▸ **Text section**
I read a lot of papers. Mainly for my own education but also for podcasting and blogging purposes.
I’ve done an almost invisible amount of research. One on ballpoint pens and crics, one letter on why LMAs might kill pigs but not humans in cardiac arrest and one on twitter at conferences (that incidentally happens to be the first use of the term FOAM in the medical literature).
These epoch defining research papers aside, I’ve contributed very little to the cornucopia of research out there.
I have done a lot of this blogging stuff, with this site being around since May 2011, well before most of the FOAMed universe.
But let’s not get carried away here. FOAMed, while great and important, and I genuinely believe, a novel and useful contribution to the medical landscape, is not where the graft, sweat and tears are. It’s in producing the research.
FOAMed is mainly (at least for me) sitting around in the evening with a cold one on a laptop in my casual wear hammering out some thoughts and opinions on what other people with proper jobs and academic funding and much larger brains than mine have spent time, sweat and tears producing.

▸ **Study questions**
1. In the text on FOAMed and research, translate this sentence into Spanish: "These epoch defining research papers aside, I’ve contributed very little to the cornucopia of research out there."
2. According to the text on FOAMed and research, is each statement true? Answer yes or no for each, quoting the words that decide it.
(a) The site has been around since May 2011.
(b) The writer says FOAMed is where the graft, sweat and tears are.
(c) The writer reads papers only for podcasting.

▸ **Material supplied**
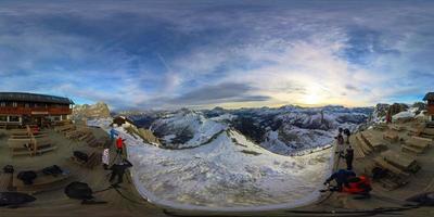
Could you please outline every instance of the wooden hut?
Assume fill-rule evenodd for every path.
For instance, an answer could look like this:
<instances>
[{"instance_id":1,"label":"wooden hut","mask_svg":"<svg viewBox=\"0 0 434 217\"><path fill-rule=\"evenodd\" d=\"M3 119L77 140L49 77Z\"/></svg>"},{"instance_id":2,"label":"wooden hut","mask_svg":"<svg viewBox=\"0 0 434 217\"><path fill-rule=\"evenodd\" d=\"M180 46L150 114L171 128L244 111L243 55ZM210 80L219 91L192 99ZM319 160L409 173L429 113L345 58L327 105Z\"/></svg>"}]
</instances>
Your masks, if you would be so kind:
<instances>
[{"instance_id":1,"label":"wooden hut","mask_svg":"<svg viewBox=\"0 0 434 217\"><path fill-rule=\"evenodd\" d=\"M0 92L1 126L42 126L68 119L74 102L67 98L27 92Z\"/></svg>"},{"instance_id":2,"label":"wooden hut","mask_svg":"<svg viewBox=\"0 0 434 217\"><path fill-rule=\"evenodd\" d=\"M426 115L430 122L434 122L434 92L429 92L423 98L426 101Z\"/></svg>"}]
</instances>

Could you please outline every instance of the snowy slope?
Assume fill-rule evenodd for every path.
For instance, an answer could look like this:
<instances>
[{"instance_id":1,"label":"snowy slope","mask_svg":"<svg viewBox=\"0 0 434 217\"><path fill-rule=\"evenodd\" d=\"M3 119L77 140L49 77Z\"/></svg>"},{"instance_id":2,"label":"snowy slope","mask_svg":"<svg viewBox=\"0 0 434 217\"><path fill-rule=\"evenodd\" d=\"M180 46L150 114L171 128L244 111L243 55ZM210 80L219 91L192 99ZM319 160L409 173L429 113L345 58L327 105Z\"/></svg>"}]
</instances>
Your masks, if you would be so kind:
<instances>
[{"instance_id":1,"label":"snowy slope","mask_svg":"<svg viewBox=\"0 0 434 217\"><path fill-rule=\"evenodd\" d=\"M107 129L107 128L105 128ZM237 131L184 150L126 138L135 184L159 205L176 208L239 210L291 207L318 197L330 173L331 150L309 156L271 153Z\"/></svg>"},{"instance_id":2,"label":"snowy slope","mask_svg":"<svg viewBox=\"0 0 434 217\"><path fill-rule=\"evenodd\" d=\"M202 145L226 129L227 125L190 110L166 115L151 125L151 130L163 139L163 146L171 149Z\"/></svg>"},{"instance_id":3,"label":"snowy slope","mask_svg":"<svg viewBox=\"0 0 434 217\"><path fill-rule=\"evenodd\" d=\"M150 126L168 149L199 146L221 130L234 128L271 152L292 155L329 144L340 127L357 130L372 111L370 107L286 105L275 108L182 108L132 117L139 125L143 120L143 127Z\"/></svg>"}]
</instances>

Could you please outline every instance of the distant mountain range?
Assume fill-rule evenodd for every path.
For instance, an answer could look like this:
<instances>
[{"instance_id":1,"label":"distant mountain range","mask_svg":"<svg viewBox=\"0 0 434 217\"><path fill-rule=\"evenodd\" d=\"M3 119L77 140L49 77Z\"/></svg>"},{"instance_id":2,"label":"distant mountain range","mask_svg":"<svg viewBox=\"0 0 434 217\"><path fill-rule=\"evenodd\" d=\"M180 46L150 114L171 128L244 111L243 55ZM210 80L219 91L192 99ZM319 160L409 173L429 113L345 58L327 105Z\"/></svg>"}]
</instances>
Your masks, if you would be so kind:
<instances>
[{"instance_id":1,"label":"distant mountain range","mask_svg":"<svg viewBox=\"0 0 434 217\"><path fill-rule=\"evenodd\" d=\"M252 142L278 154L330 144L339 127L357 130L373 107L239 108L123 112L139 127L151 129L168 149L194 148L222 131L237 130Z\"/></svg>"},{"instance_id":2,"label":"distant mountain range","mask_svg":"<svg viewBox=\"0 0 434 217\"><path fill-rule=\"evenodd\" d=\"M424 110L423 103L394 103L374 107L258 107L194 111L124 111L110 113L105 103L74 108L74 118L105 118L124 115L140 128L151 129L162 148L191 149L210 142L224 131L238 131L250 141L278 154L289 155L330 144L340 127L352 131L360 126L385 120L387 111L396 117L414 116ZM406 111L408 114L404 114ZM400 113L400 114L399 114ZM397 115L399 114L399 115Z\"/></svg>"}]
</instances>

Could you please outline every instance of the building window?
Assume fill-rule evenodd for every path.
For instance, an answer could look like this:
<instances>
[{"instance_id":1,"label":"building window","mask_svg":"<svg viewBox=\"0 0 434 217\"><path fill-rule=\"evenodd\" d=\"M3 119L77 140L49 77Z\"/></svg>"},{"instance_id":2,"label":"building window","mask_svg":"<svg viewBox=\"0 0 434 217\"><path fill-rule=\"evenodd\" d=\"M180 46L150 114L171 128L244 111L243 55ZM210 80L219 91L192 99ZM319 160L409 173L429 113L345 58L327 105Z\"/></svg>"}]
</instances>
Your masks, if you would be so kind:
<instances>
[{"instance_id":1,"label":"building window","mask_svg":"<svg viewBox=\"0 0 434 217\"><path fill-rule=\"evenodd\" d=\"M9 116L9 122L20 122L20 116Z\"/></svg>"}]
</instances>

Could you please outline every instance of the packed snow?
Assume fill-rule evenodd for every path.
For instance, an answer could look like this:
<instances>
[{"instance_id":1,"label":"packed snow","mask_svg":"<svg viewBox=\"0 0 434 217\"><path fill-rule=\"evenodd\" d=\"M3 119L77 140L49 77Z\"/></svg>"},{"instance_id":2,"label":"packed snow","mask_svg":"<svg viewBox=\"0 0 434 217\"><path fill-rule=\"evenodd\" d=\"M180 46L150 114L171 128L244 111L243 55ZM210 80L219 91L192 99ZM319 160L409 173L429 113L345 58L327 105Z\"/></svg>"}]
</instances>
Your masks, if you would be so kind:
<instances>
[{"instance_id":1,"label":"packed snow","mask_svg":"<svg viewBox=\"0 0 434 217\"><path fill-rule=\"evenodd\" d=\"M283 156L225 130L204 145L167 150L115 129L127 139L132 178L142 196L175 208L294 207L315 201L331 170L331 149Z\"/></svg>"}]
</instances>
...
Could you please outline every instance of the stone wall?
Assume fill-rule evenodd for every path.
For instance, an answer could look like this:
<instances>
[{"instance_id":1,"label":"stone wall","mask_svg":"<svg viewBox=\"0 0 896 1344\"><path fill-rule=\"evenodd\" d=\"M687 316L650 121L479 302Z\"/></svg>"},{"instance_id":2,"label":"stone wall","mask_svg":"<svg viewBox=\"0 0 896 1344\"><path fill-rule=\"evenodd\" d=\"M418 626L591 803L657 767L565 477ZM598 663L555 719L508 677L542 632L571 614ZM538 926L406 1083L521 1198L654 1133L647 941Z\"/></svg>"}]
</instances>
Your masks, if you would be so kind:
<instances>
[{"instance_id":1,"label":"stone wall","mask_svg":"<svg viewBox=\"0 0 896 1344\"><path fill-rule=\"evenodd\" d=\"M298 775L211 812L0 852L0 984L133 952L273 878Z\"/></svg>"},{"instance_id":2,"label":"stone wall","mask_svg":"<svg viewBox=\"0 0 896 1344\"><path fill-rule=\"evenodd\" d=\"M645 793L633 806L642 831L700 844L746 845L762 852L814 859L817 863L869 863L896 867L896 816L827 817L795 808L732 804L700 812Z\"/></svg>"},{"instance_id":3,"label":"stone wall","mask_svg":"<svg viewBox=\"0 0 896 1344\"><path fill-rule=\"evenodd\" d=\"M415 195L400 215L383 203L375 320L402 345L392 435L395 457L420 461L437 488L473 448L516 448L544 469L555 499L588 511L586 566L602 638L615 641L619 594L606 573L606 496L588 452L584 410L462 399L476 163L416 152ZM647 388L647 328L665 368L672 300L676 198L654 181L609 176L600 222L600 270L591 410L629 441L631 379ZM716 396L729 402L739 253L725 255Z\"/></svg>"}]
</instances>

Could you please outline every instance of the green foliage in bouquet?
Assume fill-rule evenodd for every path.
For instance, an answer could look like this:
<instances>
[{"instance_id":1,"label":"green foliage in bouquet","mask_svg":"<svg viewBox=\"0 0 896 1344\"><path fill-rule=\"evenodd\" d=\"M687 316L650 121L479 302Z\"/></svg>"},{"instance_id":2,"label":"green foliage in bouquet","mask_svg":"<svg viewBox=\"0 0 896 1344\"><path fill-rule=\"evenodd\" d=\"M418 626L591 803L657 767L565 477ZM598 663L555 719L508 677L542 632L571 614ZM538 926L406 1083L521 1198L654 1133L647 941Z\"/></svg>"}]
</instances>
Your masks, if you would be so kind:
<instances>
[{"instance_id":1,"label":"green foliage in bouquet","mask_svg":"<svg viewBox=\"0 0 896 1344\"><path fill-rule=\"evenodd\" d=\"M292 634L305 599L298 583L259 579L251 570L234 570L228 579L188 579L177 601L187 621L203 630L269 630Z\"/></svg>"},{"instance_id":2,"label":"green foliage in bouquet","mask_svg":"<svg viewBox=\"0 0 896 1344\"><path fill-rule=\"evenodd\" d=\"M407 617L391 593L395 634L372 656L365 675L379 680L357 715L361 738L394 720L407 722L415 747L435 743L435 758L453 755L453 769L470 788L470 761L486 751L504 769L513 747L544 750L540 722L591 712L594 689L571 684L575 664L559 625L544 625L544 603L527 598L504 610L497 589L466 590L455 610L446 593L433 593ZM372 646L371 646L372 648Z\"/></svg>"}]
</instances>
...
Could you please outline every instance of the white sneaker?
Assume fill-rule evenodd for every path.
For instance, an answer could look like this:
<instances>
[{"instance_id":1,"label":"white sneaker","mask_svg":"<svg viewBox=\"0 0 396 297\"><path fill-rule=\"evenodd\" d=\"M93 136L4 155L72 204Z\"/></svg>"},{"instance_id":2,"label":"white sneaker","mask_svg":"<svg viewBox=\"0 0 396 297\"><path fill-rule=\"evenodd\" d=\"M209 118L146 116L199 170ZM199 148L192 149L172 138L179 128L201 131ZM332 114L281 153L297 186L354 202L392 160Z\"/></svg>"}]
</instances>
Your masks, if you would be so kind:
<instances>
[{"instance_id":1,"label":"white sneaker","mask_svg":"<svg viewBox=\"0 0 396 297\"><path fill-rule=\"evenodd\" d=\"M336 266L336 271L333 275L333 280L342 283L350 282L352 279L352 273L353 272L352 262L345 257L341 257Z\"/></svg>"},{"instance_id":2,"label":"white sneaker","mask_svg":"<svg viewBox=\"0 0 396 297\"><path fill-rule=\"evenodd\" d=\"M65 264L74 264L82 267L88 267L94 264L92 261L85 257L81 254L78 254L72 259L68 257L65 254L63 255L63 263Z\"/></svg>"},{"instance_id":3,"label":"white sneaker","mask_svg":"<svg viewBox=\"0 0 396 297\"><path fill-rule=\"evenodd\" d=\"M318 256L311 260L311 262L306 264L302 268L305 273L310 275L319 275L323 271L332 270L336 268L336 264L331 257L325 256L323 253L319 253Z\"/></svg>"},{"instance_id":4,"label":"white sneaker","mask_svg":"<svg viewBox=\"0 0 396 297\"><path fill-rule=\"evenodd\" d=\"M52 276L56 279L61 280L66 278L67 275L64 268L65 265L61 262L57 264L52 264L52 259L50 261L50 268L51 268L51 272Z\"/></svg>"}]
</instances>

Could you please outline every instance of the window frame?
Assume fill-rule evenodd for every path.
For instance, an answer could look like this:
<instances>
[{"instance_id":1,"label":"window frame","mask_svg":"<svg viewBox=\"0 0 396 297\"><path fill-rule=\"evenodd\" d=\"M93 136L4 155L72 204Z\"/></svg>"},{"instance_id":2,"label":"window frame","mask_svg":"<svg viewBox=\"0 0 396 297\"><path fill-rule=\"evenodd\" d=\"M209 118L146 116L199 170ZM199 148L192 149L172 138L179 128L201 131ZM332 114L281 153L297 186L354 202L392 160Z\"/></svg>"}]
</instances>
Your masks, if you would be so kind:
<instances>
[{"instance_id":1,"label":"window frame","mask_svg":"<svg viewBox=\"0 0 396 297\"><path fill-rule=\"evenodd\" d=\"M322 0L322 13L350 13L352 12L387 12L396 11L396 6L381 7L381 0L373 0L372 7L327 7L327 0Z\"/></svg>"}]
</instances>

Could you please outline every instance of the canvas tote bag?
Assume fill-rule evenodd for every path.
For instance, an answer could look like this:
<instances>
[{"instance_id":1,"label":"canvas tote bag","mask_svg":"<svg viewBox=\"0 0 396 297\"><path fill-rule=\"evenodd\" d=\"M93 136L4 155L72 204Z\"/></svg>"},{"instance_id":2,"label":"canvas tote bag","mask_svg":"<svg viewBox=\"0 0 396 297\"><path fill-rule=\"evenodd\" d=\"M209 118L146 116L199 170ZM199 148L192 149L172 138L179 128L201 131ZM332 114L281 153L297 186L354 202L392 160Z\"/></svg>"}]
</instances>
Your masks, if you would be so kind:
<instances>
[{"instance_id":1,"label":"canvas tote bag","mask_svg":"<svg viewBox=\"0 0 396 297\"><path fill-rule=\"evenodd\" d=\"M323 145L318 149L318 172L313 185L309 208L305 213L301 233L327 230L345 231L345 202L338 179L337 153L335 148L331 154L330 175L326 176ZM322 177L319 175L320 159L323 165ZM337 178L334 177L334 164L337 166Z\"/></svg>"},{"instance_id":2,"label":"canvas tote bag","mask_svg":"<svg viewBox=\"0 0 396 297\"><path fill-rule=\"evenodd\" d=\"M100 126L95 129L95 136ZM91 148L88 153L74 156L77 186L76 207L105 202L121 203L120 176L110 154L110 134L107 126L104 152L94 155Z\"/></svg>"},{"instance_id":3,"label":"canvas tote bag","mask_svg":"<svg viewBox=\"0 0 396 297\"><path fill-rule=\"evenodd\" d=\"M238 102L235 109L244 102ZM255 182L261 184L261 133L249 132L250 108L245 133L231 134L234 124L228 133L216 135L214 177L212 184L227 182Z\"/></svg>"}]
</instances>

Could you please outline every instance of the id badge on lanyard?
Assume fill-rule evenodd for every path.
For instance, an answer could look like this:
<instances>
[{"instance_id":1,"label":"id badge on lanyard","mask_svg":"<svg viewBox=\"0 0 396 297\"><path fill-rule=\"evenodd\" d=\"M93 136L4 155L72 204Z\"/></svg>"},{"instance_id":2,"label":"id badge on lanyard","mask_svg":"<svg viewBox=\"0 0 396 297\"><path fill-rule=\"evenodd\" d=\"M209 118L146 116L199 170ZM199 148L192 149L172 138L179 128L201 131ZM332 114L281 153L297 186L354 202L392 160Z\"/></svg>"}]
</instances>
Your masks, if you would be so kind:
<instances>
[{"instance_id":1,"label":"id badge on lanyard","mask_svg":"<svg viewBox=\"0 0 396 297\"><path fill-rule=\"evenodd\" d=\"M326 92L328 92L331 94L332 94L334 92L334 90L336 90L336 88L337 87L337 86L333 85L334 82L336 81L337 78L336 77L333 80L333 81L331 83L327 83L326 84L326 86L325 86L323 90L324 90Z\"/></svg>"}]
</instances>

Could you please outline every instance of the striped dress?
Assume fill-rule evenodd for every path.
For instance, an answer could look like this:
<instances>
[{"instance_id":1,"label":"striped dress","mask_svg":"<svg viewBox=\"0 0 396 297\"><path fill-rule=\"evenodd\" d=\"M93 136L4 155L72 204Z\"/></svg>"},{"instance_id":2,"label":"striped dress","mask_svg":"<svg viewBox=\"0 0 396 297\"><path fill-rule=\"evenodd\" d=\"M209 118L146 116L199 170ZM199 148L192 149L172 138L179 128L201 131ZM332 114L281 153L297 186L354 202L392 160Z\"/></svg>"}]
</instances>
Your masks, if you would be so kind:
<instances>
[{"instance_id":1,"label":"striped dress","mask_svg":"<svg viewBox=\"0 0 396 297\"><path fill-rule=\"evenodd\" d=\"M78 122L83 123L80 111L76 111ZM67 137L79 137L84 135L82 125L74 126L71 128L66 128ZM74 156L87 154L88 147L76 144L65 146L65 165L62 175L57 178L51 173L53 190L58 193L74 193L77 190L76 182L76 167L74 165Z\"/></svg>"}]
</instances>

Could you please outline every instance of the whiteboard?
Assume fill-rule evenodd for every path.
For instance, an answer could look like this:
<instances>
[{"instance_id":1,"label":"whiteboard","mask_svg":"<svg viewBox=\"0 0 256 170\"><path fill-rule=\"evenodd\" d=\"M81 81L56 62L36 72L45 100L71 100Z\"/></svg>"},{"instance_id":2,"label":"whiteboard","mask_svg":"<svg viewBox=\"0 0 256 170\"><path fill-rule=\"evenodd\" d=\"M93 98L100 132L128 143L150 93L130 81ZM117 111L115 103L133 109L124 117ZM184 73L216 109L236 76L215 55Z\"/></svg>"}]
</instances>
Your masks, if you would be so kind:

▸ **List of solutions**
1. Dejando de lado estos trabajos de investigación que definen una época, he contribuido muy poco a la cornucopia de investigación que existe.

2.
(a) Yes: "with this site being around since May 2011"
(b) No: "is not where the graft, sweat and tears are"
(c) No: "Mainly for my own education but also for podcasting and blogging purposes."